Each record, word for word and stripped of pictures, is what the answer should contain.

(Input records)

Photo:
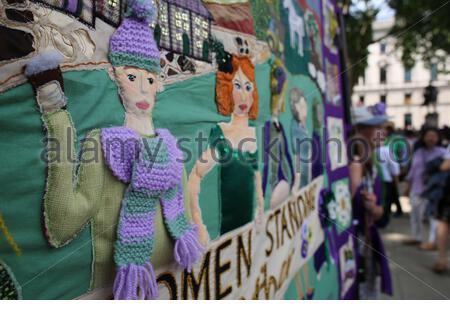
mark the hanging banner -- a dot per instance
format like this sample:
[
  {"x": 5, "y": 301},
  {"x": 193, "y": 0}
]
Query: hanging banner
[{"x": 256, "y": 261}]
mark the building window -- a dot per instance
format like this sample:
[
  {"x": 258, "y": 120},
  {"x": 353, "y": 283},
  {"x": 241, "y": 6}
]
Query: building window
[
  {"x": 408, "y": 99},
  {"x": 433, "y": 72},
  {"x": 408, "y": 75},
  {"x": 383, "y": 75}
]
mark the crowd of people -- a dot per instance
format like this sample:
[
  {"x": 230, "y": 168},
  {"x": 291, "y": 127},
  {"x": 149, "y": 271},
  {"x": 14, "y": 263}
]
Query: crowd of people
[{"x": 385, "y": 165}]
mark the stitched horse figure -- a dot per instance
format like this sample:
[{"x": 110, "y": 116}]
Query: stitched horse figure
[{"x": 296, "y": 26}]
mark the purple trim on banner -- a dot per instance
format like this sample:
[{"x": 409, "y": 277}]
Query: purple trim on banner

(End Input records)

**Solution to this exercise**
Photo:
mark the hanging banner -- a dot per instance
format like this sample:
[
  {"x": 5, "y": 301},
  {"x": 193, "y": 0}
]
Query: hanging banner
[{"x": 256, "y": 261}]
mark the building window -- a dot per instance
format like this sample:
[
  {"x": 258, "y": 120},
  {"x": 353, "y": 283},
  {"x": 241, "y": 6}
]
Query: building window
[
  {"x": 408, "y": 99},
  {"x": 433, "y": 72},
  {"x": 408, "y": 75},
  {"x": 383, "y": 75}
]
mark the crowd of people -- a dot per instance
format like this sample:
[
  {"x": 230, "y": 168},
  {"x": 291, "y": 127},
  {"x": 149, "y": 271},
  {"x": 14, "y": 263}
]
Query: crowd of people
[{"x": 385, "y": 165}]
mark the stitched horse figure -- a dot per instance
format like this sample:
[{"x": 110, "y": 116}]
Query: stitched horse figure
[{"x": 296, "y": 26}]
mark the purple trim on banner -- a dot per instance
format like this sample:
[{"x": 409, "y": 277}]
Query: purple trim on banner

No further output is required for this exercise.